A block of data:
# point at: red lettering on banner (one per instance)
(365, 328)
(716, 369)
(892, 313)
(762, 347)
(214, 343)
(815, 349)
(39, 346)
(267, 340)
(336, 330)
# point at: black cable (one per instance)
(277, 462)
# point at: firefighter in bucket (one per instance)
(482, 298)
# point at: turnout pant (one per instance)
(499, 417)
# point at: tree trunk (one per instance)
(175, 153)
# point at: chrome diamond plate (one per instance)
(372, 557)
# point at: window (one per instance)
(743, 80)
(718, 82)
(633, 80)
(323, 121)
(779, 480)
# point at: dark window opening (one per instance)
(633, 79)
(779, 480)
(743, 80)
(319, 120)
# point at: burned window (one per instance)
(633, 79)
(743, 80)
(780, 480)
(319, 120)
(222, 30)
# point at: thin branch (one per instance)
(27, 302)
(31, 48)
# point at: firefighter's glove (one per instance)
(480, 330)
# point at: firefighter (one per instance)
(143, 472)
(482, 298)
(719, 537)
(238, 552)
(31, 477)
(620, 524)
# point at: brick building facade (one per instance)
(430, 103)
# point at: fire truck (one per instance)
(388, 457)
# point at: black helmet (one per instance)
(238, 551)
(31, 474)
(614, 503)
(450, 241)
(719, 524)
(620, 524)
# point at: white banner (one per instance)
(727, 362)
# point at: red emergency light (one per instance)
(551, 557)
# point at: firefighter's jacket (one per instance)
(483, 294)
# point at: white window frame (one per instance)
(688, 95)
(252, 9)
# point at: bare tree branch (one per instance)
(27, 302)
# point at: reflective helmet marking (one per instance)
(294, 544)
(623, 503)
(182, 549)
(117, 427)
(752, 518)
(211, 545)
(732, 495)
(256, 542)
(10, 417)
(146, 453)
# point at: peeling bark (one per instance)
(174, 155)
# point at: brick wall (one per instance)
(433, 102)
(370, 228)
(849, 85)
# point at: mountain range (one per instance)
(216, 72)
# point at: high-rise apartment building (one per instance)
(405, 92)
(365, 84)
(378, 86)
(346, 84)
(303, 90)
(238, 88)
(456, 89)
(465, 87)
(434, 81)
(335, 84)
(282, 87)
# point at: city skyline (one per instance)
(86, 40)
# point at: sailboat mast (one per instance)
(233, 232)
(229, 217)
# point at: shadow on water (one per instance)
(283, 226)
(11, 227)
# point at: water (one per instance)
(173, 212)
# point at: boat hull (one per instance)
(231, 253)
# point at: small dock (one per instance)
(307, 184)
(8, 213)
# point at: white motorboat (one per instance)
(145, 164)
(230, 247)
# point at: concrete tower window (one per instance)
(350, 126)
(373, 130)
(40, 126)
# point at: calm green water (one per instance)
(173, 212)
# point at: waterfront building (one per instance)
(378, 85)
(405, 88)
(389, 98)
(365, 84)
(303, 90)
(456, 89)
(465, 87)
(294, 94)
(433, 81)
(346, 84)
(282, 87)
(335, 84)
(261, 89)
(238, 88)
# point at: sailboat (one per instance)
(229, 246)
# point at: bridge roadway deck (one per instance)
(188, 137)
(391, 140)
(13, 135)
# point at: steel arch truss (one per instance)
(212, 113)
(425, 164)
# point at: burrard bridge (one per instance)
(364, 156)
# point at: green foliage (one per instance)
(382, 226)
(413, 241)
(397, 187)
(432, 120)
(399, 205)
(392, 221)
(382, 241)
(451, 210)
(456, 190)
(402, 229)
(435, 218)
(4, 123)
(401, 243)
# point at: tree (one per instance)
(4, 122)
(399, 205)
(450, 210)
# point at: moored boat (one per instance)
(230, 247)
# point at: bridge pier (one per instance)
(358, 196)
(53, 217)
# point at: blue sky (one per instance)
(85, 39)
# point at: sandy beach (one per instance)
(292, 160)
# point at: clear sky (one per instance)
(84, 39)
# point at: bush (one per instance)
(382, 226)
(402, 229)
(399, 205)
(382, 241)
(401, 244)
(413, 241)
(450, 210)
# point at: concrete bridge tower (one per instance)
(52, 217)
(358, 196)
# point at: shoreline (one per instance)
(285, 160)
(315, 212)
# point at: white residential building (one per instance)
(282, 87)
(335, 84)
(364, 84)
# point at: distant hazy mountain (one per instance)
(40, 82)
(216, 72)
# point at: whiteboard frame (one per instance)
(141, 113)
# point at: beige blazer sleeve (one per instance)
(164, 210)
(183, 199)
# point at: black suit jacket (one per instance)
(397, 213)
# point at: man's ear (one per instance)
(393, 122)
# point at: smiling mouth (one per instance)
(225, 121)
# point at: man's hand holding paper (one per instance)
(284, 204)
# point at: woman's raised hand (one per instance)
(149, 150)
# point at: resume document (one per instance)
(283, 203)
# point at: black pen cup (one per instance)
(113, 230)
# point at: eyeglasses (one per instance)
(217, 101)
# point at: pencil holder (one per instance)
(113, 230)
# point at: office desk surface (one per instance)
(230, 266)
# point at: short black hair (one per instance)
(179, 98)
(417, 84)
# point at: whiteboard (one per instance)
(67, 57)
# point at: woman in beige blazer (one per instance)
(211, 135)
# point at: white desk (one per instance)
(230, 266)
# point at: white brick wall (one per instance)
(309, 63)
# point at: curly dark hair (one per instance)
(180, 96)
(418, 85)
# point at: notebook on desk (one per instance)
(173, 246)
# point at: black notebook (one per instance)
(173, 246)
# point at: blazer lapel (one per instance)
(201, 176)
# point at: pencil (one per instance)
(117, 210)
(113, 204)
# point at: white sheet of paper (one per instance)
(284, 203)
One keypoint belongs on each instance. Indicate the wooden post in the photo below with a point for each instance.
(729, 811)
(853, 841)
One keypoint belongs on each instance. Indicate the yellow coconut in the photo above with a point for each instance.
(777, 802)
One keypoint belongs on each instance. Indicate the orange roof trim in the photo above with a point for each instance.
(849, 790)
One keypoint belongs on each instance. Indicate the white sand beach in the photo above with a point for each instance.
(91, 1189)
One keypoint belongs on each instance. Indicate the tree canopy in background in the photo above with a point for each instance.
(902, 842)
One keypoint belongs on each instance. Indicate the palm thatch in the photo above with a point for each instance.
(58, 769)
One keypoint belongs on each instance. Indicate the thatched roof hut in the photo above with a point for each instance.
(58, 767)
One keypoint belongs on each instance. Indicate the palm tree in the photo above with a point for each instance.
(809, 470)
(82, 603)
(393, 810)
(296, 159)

What the task asks: Each entry above needs to be retyped exactly.

Correct result:
# point at: red lettering on banner (one per instance)
(365, 328)
(716, 369)
(892, 313)
(762, 347)
(214, 343)
(815, 349)
(39, 346)
(267, 340)
(336, 330)
# point at: black cable (one per instance)
(277, 462)
# point at: firefighter in bucket (one per instance)
(482, 298)
# point at: turnout pant (one per instance)
(499, 417)
# point at: tree trunk (one per instance)
(175, 153)
# point at: chrome diamond plate (one per instance)
(372, 557)
# point at: window (one per instance)
(743, 80)
(718, 82)
(633, 80)
(323, 121)
(779, 480)
# point at: dark window opening (one per instance)
(633, 79)
(779, 480)
(743, 80)
(319, 120)
# point at: burned window (one per instance)
(633, 79)
(743, 80)
(780, 480)
(319, 120)
(222, 30)
# point at: thin branch (one per instance)
(27, 302)
(31, 48)
# point at: firefighter's glove (one per instance)
(480, 330)
# point at: firefighter (one per instance)
(143, 472)
(482, 298)
(719, 537)
(238, 552)
(31, 477)
(620, 524)
# point at: brick building facade (one per instance)
(430, 103)
# point at: fire truck (one per instance)
(388, 457)
# point at: black helmet (one per instance)
(238, 551)
(31, 474)
(614, 503)
(450, 241)
(719, 524)
(620, 524)
# point at: white banner (one per instance)
(727, 362)
# point at: red emergency light (one per instance)
(551, 557)
# point at: firefighter's jacket (one per instance)
(483, 294)
# point at: white window frame (one per instance)
(688, 95)
(252, 9)
# point at: bare tree branch (one per instance)
(27, 302)
# point at: reflective helmet marking (one per instance)
(294, 544)
(623, 503)
(182, 549)
(117, 427)
(752, 518)
(211, 545)
(732, 495)
(256, 542)
(10, 417)
(146, 453)
# point at: peeling bark (one per instance)
(174, 155)
# point at: brick wall (one per instance)
(433, 102)
(370, 228)
(849, 85)
# point at: mountain range (one per instance)
(216, 72)
# point at: high-rise apartment building (one per instance)
(405, 92)
(365, 84)
(378, 86)
(346, 84)
(303, 90)
(238, 88)
(456, 89)
(465, 87)
(434, 81)
(335, 84)
(282, 87)
# point at: city skyline (one per instance)
(86, 40)
# point at: sailboat mast (one per instance)
(233, 232)
(229, 217)
# point at: shadow on water (one per instance)
(283, 226)
(11, 227)
# point at: water (one per instance)
(173, 212)
# point at: boat hull (one per instance)
(231, 253)
# point at: small dock (one per instance)
(307, 184)
(8, 213)
# point at: white motorboat (one per instance)
(145, 164)
(230, 247)
# point at: concrete tower window (one per instance)
(350, 126)
(373, 130)
(40, 126)
# point at: calm green water (one per instance)
(173, 212)
# point at: waterfront building (one per instance)
(378, 85)
(405, 88)
(389, 98)
(365, 84)
(303, 90)
(456, 89)
(465, 87)
(294, 94)
(433, 81)
(346, 84)
(282, 87)
(335, 84)
(261, 89)
(238, 88)
# point at: sailboat (one per instance)
(229, 246)
# point at: bridge roadway deck (one per instance)
(188, 137)
(391, 140)
(13, 135)
# point at: steel arch truss (one per instance)
(212, 113)
(425, 164)
# point at: burrard bridge (one per instance)
(364, 156)
# point at: green foliage (one per instance)
(382, 226)
(413, 241)
(397, 187)
(432, 120)
(399, 205)
(392, 221)
(382, 241)
(451, 210)
(456, 190)
(402, 229)
(435, 218)
(4, 123)
(401, 243)
# point at: tree (one per instance)
(4, 122)
(399, 205)
(450, 210)
# point at: moored boat (one per instance)
(230, 247)
# point at: bridge pier (one per instance)
(358, 196)
(53, 217)
# point at: blue sky (one per instance)
(85, 39)
# point at: sandy beach (one per instance)
(292, 160)
# point at: clear sky (one per instance)
(84, 39)
# point at: bush (one per instance)
(382, 226)
(402, 229)
(399, 205)
(382, 241)
(401, 244)
(413, 241)
(450, 210)
# point at: concrete bridge tower (one per instance)
(52, 217)
(358, 196)
# point at: shoreline (one per instance)
(285, 160)
(315, 212)
# point at: white residential building (one per instance)
(282, 87)
(335, 84)
(364, 84)
# point at: distant hazy mountain (one per instance)
(40, 82)
(216, 72)
# point at: whiteboard frame (one per instance)
(141, 113)
# point at: beige blazer sleeve (one per instance)
(164, 210)
(183, 199)
# point at: black suit jacket (one per instance)
(397, 213)
# point at: man's ear (one per instance)
(393, 122)
# point at: smiling mouth (one per instance)
(225, 121)
# point at: man's hand holding paper (one per instance)
(284, 204)
# point at: woman's raised hand (one per instance)
(149, 150)
# point at: resume document (one per instance)
(283, 203)
# point at: black pen cup (one per instance)
(113, 230)
# point at: eyeglasses (one per instance)
(217, 101)
# point at: pencil holder (one per instance)
(113, 230)
# point at: office desk surface (one per instance)
(230, 266)
# point at: short black hair (one per instance)
(179, 98)
(417, 84)
# point at: whiteboard (one per instance)
(67, 57)
# point at: woman in beige blazer (one per instance)
(211, 135)
# point at: white desk (one per instance)
(230, 266)
# point at: white brick wall (one per instance)
(309, 63)
# point at: curly dark hair (one per instance)
(180, 96)
(418, 85)
# point at: notebook on desk (one per instance)
(173, 246)
# point at: black notebook (one per instance)
(173, 246)
# point at: blazer lapel (one per instance)
(201, 176)
# point at: pencil (one per instance)
(117, 210)
(113, 204)
# point at: white sheet of paper (one per instance)
(284, 203)
One keypoint belongs on each instance. Indicate the wooden post in the photo below with a point for each instance.
(729, 811)
(853, 841)
One keypoint belongs on each instance. Indicate the yellow coconut in the photo above with a point for each instance.
(777, 802)
One keypoint belongs on each instance. Indicate the orange roof trim in the photo above with a point for each instance.
(849, 790)
One keypoint belongs on each instance. Indicate the white sand beach in the photo above with a point for each instance.
(91, 1189)
One keypoint belongs on each instance. Indicate the tree canopy in background in the photo above with a point for each instance.
(902, 842)
One keypoint belongs on each instance. Indicate the palm thatch in the photo above with a point for each instance.
(58, 769)
One keypoint belongs on each instance. Indicate the thatched roof hut in the photo above with a point for each instance.
(58, 767)
One keypoint belongs on each instance. Indicate the palm tree in the photo above with a point for each instance.
(809, 470)
(82, 603)
(393, 810)
(296, 159)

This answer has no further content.